Required work ▸
Reproduce the lines below exactly, from the one containing "Habitat-count request: mark the tall" through the one containing "Target: dark wooden fence", both included. Leave out any pictures.

The data ▸
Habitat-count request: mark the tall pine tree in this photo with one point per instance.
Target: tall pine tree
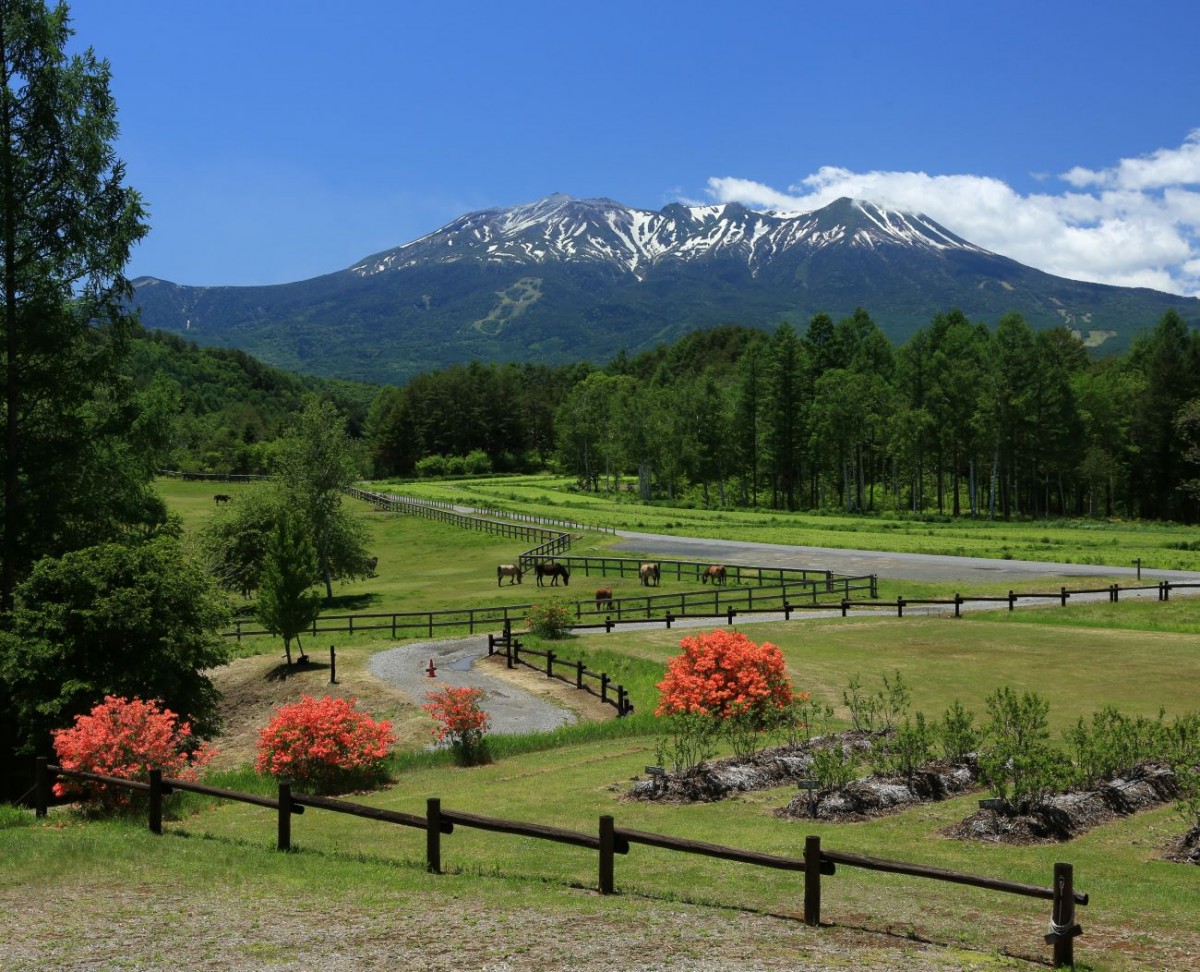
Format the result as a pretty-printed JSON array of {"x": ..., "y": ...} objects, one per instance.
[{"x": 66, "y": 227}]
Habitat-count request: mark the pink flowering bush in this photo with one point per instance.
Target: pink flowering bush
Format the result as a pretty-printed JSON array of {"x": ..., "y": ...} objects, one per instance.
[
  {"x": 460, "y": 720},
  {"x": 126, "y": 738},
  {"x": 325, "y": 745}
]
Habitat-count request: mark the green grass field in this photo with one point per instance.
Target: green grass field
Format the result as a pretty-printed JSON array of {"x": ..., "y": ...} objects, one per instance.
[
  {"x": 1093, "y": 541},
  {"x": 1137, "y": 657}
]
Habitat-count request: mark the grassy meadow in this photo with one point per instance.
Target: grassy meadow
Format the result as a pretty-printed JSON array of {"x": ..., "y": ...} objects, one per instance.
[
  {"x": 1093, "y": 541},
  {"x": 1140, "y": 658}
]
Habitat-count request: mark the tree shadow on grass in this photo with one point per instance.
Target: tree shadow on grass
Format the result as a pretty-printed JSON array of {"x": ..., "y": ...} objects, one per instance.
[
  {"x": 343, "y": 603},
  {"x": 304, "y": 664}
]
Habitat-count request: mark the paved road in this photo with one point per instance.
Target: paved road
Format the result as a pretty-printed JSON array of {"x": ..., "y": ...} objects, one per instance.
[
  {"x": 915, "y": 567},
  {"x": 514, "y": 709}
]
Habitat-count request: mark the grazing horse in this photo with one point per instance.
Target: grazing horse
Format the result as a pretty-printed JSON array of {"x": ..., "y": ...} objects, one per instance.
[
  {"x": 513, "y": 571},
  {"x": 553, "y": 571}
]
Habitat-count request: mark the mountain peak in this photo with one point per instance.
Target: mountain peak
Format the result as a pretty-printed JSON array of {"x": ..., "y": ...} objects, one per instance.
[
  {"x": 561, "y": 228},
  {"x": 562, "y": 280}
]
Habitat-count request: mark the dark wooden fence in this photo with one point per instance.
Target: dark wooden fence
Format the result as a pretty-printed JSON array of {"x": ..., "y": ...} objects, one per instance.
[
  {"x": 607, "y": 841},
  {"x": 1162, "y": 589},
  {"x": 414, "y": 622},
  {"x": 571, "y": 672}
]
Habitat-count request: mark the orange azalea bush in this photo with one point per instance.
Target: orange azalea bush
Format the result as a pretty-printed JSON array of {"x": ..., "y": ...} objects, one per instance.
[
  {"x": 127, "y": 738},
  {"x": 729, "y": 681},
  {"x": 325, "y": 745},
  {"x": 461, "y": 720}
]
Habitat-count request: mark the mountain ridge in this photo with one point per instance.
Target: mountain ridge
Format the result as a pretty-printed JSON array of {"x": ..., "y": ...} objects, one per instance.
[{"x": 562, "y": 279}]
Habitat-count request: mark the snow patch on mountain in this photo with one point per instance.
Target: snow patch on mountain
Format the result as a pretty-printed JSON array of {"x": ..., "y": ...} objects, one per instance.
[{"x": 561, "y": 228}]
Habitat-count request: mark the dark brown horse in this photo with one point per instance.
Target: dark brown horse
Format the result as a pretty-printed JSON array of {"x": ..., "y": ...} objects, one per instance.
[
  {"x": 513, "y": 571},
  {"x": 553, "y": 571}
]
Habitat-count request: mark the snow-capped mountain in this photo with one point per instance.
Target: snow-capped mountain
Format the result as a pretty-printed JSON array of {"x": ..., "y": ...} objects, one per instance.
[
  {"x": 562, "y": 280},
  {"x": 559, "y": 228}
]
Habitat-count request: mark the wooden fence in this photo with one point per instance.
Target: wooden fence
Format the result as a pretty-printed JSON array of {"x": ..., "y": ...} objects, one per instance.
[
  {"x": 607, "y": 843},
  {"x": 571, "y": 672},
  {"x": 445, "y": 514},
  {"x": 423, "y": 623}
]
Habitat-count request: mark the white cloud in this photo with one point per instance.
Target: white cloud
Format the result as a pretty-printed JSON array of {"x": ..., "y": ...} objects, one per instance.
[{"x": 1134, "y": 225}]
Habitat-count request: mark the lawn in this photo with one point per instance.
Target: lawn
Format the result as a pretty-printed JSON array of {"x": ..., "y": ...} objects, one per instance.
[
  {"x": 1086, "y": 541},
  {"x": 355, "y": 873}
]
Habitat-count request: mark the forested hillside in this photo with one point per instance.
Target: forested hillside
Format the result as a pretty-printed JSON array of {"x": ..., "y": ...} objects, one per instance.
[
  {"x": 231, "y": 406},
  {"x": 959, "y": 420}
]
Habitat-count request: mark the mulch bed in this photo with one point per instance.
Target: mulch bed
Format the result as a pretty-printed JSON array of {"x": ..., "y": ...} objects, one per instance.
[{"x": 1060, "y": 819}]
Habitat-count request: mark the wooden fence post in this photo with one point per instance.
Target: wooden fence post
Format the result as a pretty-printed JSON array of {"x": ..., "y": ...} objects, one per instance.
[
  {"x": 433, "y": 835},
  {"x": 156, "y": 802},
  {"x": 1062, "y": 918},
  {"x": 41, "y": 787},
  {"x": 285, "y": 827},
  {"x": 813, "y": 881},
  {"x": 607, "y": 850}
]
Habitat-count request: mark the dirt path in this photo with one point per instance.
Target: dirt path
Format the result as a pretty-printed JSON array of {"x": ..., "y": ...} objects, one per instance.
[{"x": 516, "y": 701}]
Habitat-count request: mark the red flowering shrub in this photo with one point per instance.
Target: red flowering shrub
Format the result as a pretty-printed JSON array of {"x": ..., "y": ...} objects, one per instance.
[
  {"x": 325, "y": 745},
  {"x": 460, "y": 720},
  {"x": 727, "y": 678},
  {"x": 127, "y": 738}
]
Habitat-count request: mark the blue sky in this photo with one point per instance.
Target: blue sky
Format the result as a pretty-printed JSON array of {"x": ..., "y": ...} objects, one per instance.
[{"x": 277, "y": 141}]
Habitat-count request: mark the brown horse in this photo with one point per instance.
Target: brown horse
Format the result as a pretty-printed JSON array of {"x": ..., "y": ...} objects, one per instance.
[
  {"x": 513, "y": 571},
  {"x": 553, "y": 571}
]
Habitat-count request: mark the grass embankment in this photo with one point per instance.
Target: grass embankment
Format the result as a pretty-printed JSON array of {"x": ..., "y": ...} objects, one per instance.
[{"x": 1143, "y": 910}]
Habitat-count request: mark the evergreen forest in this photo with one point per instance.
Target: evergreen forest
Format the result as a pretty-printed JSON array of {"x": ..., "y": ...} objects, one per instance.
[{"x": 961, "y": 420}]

...

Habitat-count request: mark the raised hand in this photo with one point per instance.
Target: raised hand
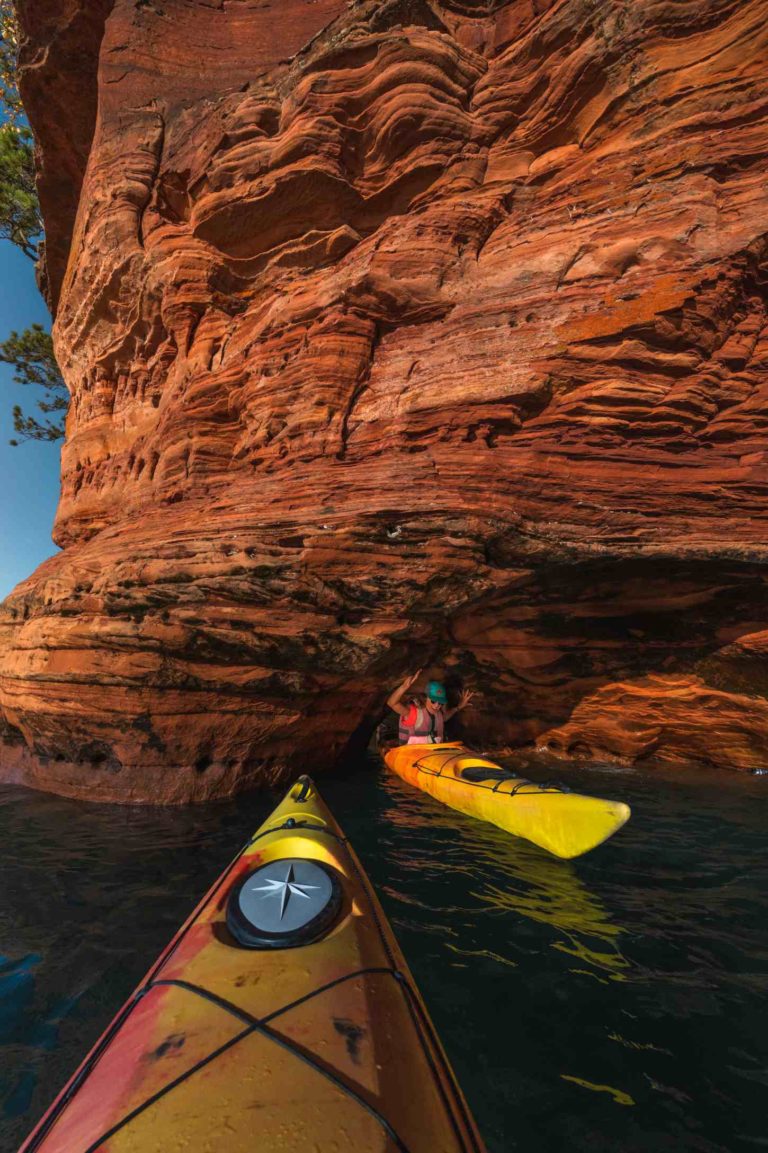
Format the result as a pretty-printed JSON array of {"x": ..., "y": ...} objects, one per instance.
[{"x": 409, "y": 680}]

--

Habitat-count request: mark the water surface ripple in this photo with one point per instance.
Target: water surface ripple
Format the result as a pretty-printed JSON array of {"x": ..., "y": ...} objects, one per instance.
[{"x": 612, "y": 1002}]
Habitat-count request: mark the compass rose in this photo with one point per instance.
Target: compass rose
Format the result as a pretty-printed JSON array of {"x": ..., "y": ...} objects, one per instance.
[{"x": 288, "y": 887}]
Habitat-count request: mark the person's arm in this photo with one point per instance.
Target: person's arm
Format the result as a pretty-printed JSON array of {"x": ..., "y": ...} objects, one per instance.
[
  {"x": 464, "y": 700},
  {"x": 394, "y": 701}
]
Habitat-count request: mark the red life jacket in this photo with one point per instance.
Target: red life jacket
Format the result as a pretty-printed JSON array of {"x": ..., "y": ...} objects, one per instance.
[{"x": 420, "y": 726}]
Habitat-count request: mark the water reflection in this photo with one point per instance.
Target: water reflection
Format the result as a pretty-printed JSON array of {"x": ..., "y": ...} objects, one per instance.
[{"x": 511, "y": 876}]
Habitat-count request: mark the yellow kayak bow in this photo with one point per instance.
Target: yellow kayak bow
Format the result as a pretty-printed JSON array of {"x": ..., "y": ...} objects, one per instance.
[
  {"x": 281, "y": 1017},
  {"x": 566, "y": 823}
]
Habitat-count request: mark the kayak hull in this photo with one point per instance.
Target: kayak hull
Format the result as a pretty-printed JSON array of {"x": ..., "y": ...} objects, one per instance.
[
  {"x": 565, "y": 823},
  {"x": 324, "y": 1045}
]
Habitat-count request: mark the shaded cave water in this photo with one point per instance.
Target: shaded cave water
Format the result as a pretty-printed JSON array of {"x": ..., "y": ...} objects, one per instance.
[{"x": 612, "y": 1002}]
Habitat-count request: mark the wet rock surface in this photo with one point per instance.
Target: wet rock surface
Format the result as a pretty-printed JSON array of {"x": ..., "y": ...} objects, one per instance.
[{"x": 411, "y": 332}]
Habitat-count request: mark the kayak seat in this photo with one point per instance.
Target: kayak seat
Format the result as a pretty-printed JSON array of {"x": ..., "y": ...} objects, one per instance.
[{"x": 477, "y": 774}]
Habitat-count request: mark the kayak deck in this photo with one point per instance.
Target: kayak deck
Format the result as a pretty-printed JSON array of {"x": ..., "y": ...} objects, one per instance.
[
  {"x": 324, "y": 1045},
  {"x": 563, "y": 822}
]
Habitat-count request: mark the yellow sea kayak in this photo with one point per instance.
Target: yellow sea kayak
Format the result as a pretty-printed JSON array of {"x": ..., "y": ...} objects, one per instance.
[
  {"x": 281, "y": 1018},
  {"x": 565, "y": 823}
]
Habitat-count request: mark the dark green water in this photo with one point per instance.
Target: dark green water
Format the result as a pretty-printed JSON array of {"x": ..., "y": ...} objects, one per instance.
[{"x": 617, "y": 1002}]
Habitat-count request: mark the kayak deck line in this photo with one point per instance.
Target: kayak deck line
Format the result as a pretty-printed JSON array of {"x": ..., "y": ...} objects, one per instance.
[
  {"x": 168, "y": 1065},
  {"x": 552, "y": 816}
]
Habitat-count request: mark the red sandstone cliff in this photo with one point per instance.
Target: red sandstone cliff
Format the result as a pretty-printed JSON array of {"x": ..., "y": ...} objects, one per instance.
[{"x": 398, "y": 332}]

Solution for this task ▸
Habitat-count request: mark the tall pine tree in this photo with one point per instance.
Target: tall pine tree
Format the result as a pretty-printed JSON array of {"x": ..., "y": ...} objects, one per instance.
[{"x": 66, "y": 227}]
Habitat-count request: mark the pink flowering bush in this photo with one point per instance.
Target: pink flowering bush
Format the result as a pretty-printed JSON array of {"x": ..., "y": ...} objects, one per instance.
[
  {"x": 460, "y": 720},
  {"x": 126, "y": 738},
  {"x": 325, "y": 745}
]
Habitat-count request: mark the green grass field in this photo with one point per instance.
Target: green grass field
Format the result as a pretty-printed JSON array of {"x": ..., "y": ...} objects, one per instance.
[
  {"x": 1093, "y": 541},
  {"x": 1137, "y": 657}
]
Habitat-count request: mark the grassy meadow in this photo with one point per instance.
Target: grassy meadow
Format the result as a pretty-printed JSON array of {"x": ..., "y": ...} objects, one per instance.
[
  {"x": 1093, "y": 541},
  {"x": 1140, "y": 658}
]
Habitat-count request: mark the tree shadow on grass in this photo with one point per instance.
Target: tree shadow on grass
Format the result as a pretty-printed JSON array of {"x": ..., "y": ...} objects, one per instance.
[
  {"x": 343, "y": 603},
  {"x": 304, "y": 664}
]
Habitat-count request: mark the paved road in this photo with one point per instance.
Target: paved road
Format the result as a pretty-printed JSON array of {"x": ..., "y": ...} objects, one per instance.
[
  {"x": 915, "y": 567},
  {"x": 514, "y": 709}
]
Habitat-count request: mark the grazing horse in this photo with one point per instance.
Target: grazing horse
Format the result as a pretty-printed JSON array of {"x": ..., "y": ...} objects, one per instance.
[
  {"x": 513, "y": 571},
  {"x": 553, "y": 571}
]
Habitat-count request: mark the mountain peak in this photo with one point per instance.
Target: mountain peak
Format the result as a pretty-printed JSON array of {"x": ..., "y": ...} objects, one per instance.
[
  {"x": 561, "y": 228},
  {"x": 562, "y": 280}
]
Habitat-count request: mark the dark wooden fence in this photo with one point per instance.
Target: dark wooden fence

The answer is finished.